Revenues in the Retail Pharmacy Segment increased 4.5%, or $732 million, to $16.9 billion in the three months ended June 30, 2014. Same store sales increased 3.3% versus the second quarter of last year, with pharmacy same store sales up 5.0% and front store same store sales down 0.4%. Pharmacy same store prescription volumes rose 3.9% on a 30-day equivalent basis. Front store same store sales were positively impacted by approximately 80 basis points from the shift of the Easter holiday from March in 2013 to April in 2014. Front store same store sales were negatively impacted by softer customer traffic, partially offset by an increase in basket size. In addition, front store same store sales would have been approximately 110 basis points higher if tobacco and the estimated associated basket sales were excluded. Pharmacy same store sales were negatively impacted by approximately 160 basis points from recent generic drug introductions and by approximately 130 basis points from the implementation of Specialty Connect. The implementation of Specialty Connect had a greater effect on revenues than prescription volumes due to the higher dollar value of specialty products.

____________

## [Instructions for the task]
In the passage on retail pharmacy results, by how much did revenues in the Retail Pharmacy Segment increase in the three months ended June 30, 2014?

Stored data entries:
____________

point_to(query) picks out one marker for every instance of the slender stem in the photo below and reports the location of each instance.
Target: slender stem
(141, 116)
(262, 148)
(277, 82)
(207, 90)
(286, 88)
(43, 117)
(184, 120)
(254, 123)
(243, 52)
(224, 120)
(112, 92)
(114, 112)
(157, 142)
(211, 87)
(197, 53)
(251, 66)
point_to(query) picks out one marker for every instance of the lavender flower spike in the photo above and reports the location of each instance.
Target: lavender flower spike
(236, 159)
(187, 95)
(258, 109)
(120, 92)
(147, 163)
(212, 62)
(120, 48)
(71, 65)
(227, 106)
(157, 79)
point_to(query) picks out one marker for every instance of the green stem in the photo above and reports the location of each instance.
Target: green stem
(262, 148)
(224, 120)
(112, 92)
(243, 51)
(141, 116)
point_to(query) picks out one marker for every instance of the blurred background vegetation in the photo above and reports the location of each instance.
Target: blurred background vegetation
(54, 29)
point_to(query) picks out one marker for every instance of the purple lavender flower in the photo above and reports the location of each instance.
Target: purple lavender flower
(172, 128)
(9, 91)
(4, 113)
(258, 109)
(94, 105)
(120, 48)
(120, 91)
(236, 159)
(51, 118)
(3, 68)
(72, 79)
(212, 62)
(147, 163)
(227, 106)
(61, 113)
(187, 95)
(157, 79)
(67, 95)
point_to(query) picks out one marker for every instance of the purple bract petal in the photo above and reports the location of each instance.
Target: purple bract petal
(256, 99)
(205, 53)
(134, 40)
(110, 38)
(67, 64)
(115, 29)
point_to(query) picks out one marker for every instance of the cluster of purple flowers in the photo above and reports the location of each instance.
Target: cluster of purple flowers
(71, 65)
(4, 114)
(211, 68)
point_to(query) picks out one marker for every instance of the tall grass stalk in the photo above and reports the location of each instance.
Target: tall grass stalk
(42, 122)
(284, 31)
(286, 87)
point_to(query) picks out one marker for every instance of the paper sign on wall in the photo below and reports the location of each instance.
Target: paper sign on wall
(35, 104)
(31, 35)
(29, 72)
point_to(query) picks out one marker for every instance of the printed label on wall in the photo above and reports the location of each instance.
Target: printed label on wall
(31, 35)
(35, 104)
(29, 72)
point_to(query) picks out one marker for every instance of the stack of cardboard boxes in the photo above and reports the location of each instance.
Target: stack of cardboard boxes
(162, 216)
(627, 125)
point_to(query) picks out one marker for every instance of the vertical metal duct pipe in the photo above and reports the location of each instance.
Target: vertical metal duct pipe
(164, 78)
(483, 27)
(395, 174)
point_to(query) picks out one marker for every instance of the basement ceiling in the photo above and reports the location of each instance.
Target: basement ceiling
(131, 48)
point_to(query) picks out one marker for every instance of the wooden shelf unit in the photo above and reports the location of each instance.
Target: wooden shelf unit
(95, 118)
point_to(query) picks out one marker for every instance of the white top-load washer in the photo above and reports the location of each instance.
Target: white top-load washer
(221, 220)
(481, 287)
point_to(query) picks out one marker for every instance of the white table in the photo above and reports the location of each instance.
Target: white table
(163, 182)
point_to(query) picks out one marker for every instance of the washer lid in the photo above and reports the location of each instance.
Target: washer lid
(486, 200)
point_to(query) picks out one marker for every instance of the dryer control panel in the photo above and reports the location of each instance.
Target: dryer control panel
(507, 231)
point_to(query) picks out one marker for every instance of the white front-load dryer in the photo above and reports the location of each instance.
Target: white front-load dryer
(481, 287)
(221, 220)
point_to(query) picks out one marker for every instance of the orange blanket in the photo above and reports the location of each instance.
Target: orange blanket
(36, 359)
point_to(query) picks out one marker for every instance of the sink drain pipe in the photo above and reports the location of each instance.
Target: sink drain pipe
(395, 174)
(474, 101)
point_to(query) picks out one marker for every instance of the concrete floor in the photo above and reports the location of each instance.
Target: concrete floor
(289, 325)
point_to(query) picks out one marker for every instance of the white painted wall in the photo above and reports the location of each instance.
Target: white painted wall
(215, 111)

____________

## [Answer box]
They increased 4.5%, or $732 million, to $16.9 billion.